**Provided text**
The first photo, one year to the day after their Dad’s plane crash. We were in Aspen, Colorado, spreading his ashes as he wished.
The second photo last November.
Their bond is undeniable and their amazing spirits are a gift to me and have been every single day since their Dad died.
One thing I can tell you, if you surround them with love, light, positive energy, amazing role-models and good parameters….they will be okay.
Here are a few tips for the widowed parents out there:
#1 – Don’t spoil them with stuff. It won’t bring back what they lost and it won’t replace a thing. Instead, shower them with time.
#2 – Don’t allow them to act poorly and then use their loss as an excuse for bad behavior. Trust me, I’ve used the line “Your dad’s death is not an excuse for bad behavior more than a few times in the past nine years.
#3 – Surround them with a village. Show them community and that family comes in many, many, forms…not all of it is blood but all of it is love.
#4 – Have rules, structure, and balance. All children need boundaries, it makes them feel safe, that goes especially for kids of loss.

**Raw data**
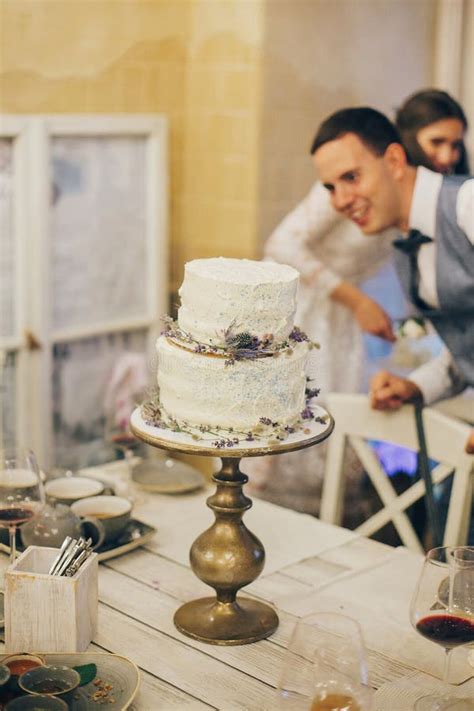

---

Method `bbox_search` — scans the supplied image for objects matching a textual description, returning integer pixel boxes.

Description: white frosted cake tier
[178,257,299,346]
[157,336,309,430]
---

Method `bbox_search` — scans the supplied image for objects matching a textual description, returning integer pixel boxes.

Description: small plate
[132,457,206,494]
[0,518,156,560]
[0,652,140,711]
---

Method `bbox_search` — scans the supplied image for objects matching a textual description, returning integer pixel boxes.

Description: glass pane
[52,331,148,469]
[0,138,15,338]
[51,137,147,329]
[0,350,17,443]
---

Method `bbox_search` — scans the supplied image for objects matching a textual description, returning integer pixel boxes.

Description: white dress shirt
[409,167,474,404]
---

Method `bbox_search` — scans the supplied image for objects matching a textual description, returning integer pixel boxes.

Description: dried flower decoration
[161,316,319,366]
[397,316,428,340]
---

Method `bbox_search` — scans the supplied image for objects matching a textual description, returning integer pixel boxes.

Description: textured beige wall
[0,0,436,288]
[0,0,263,287]
[259,0,436,242]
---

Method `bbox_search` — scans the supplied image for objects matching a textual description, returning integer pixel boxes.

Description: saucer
[132,457,206,494]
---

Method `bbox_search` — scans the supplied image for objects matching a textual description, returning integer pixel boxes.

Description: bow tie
[392,230,433,254]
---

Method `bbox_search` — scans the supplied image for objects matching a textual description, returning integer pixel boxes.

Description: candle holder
[131,407,334,645]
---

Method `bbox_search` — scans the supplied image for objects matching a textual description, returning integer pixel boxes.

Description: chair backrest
[320,393,474,552]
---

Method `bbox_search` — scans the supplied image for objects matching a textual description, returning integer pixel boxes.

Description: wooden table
[2,489,474,711]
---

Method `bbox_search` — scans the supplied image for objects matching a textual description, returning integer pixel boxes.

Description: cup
[71,496,132,543]
[20,504,105,550]
[44,476,104,506]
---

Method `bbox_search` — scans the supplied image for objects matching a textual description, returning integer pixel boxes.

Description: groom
[311,108,474,447]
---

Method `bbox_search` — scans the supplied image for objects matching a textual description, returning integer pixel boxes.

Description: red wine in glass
[0,506,35,527]
[416,613,474,649]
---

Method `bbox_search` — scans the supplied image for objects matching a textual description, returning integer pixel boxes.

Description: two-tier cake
[144,257,317,443]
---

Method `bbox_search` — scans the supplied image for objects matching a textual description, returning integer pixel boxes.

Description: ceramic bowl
[0,664,12,686]
[5,694,68,711]
[71,496,132,543]
[44,476,104,506]
[2,654,45,677]
[18,664,81,696]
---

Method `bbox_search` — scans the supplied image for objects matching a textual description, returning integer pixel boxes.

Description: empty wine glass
[410,546,474,711]
[0,447,44,563]
[277,612,373,711]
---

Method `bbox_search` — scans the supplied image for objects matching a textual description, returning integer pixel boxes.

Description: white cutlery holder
[5,546,99,653]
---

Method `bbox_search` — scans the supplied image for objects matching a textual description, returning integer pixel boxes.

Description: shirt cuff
[408,352,467,405]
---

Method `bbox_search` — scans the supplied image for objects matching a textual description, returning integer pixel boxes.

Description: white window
[0,115,168,467]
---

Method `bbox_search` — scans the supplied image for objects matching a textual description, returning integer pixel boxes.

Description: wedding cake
[145,257,317,446]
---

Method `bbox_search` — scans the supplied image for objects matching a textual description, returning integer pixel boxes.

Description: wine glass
[277,612,373,711]
[410,546,474,711]
[0,447,44,564]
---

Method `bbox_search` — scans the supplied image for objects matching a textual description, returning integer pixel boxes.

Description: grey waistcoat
[395,176,474,386]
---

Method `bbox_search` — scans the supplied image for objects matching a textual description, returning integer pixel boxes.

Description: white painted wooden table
[2,489,474,711]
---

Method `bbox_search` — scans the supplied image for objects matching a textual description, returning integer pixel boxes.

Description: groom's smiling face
[314,133,403,235]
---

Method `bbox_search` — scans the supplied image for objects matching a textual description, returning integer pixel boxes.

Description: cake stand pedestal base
[174,597,278,645]
[131,408,334,645]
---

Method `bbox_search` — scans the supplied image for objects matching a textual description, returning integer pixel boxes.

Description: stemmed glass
[277,612,373,711]
[0,447,44,564]
[410,546,474,711]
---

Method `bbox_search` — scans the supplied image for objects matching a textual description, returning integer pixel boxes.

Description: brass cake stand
[130,407,334,645]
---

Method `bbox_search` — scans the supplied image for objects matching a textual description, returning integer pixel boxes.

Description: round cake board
[130,407,334,457]
[132,457,206,494]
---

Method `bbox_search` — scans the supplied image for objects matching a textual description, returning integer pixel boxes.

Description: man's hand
[353,295,396,343]
[370,370,423,410]
[465,430,474,454]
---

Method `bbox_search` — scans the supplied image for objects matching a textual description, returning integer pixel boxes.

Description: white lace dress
[242,183,395,513]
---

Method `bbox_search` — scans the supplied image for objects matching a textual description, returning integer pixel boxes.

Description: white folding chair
[320,393,474,552]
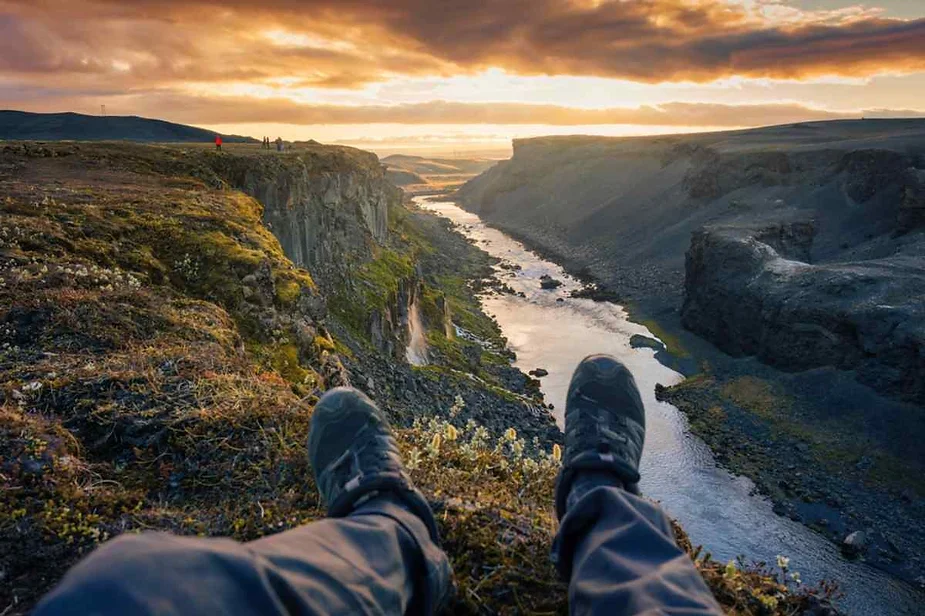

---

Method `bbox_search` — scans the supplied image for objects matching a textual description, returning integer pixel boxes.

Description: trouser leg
[553,485,722,616]
[35,497,451,616]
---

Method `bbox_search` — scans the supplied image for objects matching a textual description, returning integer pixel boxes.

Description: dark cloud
[0,89,872,127]
[0,0,925,90]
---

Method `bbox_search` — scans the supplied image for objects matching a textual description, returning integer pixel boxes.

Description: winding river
[415,197,925,616]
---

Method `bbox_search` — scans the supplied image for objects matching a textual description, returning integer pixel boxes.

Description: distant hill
[382,154,497,175]
[0,111,258,143]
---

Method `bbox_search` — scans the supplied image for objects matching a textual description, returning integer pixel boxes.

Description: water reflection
[416,198,925,616]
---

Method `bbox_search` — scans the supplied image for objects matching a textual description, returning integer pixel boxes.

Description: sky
[0,0,925,156]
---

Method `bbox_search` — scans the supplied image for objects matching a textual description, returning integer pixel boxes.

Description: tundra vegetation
[0,144,834,615]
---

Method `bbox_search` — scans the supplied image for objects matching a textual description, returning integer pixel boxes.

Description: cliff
[682,225,925,405]
[0,144,832,614]
[457,120,925,583]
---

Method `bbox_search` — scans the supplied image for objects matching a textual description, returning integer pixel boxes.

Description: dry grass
[0,146,832,615]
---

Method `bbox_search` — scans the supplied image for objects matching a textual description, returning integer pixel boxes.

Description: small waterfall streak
[405,302,428,366]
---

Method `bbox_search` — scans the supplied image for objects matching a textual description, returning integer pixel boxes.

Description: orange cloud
[0,0,925,91]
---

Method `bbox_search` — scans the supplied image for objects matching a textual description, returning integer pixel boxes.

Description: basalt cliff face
[457,120,925,585]
[682,225,925,405]
[210,147,421,359]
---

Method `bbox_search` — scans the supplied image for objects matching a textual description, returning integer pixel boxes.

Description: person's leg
[552,356,722,616]
[35,390,452,616]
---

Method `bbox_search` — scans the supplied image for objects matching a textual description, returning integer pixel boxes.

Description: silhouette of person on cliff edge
[35,355,722,616]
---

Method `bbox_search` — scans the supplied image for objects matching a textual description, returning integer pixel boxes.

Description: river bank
[422,195,915,614]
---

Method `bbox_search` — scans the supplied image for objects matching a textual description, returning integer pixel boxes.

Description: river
[415,197,925,616]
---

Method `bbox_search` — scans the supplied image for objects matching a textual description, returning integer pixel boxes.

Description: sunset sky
[0,0,925,153]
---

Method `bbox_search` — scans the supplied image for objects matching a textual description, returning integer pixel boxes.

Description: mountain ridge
[0,109,259,143]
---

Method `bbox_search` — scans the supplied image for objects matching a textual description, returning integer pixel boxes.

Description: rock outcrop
[213,146,402,287]
[682,224,925,404]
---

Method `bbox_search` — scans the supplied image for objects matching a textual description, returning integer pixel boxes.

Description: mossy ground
[0,146,832,614]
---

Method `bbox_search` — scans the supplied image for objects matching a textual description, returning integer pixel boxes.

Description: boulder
[540,275,563,291]
[841,530,869,557]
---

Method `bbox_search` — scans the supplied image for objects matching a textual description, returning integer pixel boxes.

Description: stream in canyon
[415,197,925,616]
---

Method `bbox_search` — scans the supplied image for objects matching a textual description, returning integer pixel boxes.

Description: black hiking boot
[556,355,646,520]
[308,387,438,543]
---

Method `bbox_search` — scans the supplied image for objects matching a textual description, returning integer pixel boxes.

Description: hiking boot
[556,355,646,520]
[308,387,438,542]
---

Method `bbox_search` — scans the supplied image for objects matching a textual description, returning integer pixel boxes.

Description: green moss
[315,336,337,352]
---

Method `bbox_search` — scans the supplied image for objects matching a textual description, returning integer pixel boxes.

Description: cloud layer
[0,0,925,87]
[0,0,925,126]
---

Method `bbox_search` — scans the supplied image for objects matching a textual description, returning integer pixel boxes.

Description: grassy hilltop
[0,144,832,614]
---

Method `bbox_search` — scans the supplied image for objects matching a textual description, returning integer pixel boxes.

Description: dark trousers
[35,487,722,616]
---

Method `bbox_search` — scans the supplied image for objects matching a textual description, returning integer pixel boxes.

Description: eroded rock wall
[682,225,925,404]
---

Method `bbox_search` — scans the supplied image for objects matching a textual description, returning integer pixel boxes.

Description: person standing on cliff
[34,355,722,616]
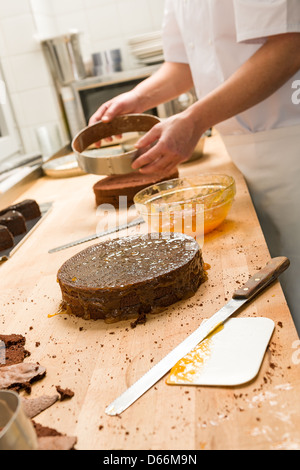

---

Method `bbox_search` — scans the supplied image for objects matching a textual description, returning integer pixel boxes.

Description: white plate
[167,317,275,386]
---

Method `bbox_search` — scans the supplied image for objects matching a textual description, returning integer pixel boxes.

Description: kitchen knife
[49,218,145,253]
[105,257,290,416]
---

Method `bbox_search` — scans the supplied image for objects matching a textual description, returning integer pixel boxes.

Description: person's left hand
[132,112,202,173]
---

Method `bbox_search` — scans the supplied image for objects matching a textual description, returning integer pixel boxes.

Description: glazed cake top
[58,233,200,289]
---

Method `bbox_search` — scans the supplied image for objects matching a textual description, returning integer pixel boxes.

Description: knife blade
[48,218,145,253]
[105,257,290,416]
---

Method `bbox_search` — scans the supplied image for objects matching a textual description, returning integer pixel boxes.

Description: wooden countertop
[0,135,300,451]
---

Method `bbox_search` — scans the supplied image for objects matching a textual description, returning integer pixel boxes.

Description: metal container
[42,32,86,85]
[72,114,160,176]
[0,391,38,450]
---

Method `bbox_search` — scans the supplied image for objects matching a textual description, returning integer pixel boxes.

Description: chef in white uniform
[90,0,300,332]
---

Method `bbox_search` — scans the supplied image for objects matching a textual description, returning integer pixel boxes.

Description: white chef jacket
[163,0,300,135]
[163,0,300,333]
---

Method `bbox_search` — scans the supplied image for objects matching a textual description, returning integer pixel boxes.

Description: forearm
[134,62,193,111]
[187,33,300,130]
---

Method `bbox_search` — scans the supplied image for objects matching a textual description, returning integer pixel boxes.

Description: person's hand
[132,112,203,173]
[89,90,140,147]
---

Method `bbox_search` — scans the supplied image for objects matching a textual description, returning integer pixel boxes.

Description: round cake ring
[72,114,160,175]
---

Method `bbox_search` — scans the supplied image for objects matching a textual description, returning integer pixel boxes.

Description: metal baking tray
[0,202,53,264]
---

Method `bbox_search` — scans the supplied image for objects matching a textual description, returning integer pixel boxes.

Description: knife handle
[232,256,290,299]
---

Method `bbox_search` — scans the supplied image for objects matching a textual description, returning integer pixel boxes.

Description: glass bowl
[134,174,236,238]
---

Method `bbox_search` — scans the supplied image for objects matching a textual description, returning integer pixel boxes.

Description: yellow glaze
[166,324,224,385]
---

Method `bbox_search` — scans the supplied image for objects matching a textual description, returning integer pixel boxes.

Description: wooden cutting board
[0,136,300,450]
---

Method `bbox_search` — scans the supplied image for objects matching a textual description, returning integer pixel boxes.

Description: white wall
[0,0,164,153]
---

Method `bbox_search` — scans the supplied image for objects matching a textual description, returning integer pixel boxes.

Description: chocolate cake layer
[0,211,27,237]
[0,199,41,220]
[57,233,206,321]
[93,169,179,209]
[0,225,15,251]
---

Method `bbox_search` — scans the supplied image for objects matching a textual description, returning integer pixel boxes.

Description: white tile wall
[0,0,164,153]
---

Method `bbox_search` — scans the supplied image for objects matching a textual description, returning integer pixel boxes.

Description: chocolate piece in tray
[0,211,27,237]
[0,225,15,251]
[0,199,41,221]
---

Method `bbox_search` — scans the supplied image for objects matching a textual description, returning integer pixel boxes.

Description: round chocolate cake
[57,233,206,321]
[94,169,179,209]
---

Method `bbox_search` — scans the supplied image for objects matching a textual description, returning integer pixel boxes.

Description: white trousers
[222,126,300,334]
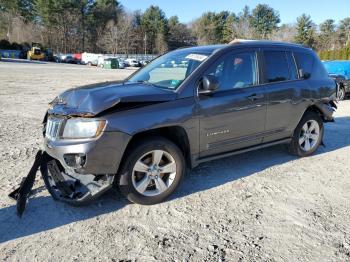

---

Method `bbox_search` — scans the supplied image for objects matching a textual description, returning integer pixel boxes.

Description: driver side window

**Task requirements**
**a)** In the post about raising children after their father's death, where were the father's ashes spread?
**b)** From the post about raising children after their father's death, print the stretch from "The first photo, one" through "photo last November.".

**Answers by item number**
**a)** In Aspen, Colorado.

**b)**
The first photo, one year to the day after their Dad’s plane crash. We were in Aspen, Colorado, spreading his ashes as he wished.
The second photo last November.